Ni is an element that affords strength. If the content is less than 1.0 wt%, no improvement is made in strength and heat resistance even if Si is contained in an amount of 0.2 to 0.9 wt%. A Ni content in excess of 3.5 wt% decreases electrical conductivity and is uneconomical. Thus the content of Ni should be 1.0 to 3.5 wt%.

Si is an element that, together with Ni, affords strength. If the Si content is less than 0.2 wt%, no improvement is made in strength and heat resistance even if Ni is contained in an amount of 1.0 to 3.5 wt%. A Si content in excess of 0.9 wt% decreases electrical conductivity and aggravates hot working characteristics. Thus the content of Si should be 0.2 to 0.9 wt%.

Mn is an element that improves hot working characteristics. If the Mn content is less than 0.02 wt%, only a little effect is produced. A Mn content in excess of 1.0 wt% adversely affects fluidity at the time of casting and decreases the yield of ingot making. Thus the content of Mn should be 0.02 to 1.0 wt%.

Zn is an element that greatly improves the resistance to peeling of plated tin and solder by heat. If the Zn content is less than 0.1 wt%, only a little effect is produced. A Zn content in excess of 5.0 wt% adversely affects solderability. Thus the content of Zn should be 0.1 to 5.0 wt%.

Sn is an element that improves stiffness strength and repeated bending characteristics. If the Sn content is less than 0.1 wt%, only a little effect is produced. A Sn content in excess of 2.0 wt% adversely affects electrical conductivity, heat resistance, and hot working characteristics. Thus the content of Sn should be 0.1 to 2.0 wt%.

Mg is an essential element that forms a compound in the matrix with S which inevitably enters, thereby permitting hot working. If the content of Mg is less than 0.001 wt%, S is not made into a stable MgS but remains as such or in the form of MnS. S or MnS migrates to the grain boundary to cause cracking during heating for hot rolling or during hot rolling. A content of Mg in excess of 0.01 wt% causes the ingot to crack when it is heated above 722°C due to a eutectic Cu+MgCu2 (melting point 722°C) formed therein, causes the molten metal to be oxidized, makes poor the fluidity of the molten metal, and makes the ingot poor in quality, decreasing the yield of ingot making. Thus the content of Mg should be 0.001 to 0.01 wt%.

Cr, Ti, and Zr are elements that improve the hot rolling characteristics. If their content is less than 0.001 wt%, only a little effect is produced; and if their content exceeds 0.01 wt%, the fluidity of the molten metal is poor at the time of ingot casting and the yield of ingot making decreases. Thus the content of Cr, Ti, or Zr should be 0.001 to 0.01 wt%. Where two or more members of Cr, Ti, and Zr are contained, their total content should be 0.001 to 0.01 wt% for the same reasons mentioned above.

The next description is concerned with the process for producing the lead frame material for semiconductors.

________________________________________

§ **Task list**:
**a)** Translate this sentence from the alloy composition excerpt into Spanish: "Mn is an element that improves hot working characteristics."
**b)** Reproduce the alloy composition excerpt word for word from "Ni is an element" to "be 1.0 to 3.5 wt%.".

[Data entries]
________________________________________

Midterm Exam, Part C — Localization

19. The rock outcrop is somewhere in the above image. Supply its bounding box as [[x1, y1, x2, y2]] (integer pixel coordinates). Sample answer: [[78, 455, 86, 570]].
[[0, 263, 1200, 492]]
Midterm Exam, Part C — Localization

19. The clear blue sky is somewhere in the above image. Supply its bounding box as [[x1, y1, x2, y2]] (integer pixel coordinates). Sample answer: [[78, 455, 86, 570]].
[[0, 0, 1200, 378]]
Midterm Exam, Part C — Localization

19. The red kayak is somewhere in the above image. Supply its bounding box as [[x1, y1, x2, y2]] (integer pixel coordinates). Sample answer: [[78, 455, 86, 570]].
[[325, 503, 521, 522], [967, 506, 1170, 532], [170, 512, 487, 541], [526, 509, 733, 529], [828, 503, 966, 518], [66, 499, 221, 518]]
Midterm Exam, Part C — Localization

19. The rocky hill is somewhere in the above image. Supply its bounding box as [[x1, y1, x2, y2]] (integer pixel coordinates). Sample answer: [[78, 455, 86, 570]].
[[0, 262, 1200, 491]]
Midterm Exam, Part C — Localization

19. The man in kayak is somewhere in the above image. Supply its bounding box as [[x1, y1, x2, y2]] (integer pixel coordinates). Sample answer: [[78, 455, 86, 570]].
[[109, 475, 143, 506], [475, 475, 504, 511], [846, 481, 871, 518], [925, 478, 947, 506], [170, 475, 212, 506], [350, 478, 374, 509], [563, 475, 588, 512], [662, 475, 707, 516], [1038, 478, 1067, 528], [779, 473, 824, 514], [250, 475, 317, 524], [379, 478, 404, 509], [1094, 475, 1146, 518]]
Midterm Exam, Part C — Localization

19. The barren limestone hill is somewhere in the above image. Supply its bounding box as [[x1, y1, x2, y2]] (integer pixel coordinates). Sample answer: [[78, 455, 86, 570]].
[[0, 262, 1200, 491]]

________________________________________

§ **Solved problems**:
**a)** El Mn es un elemento que mejora las características de trabajo en caliente.

**b)**
Ni is an element that affords strength. If the content is less than 1.0 wt%, no improvement is made in strength and heat resistance even if Si is contained in an amount of 0.2 to 0.9 wt%. A Ni content in excess of 3.5 wt% decreases electrical conductivity and is uneconomical. Thus the content of Ni should be 1.0 to 3.5 wt%.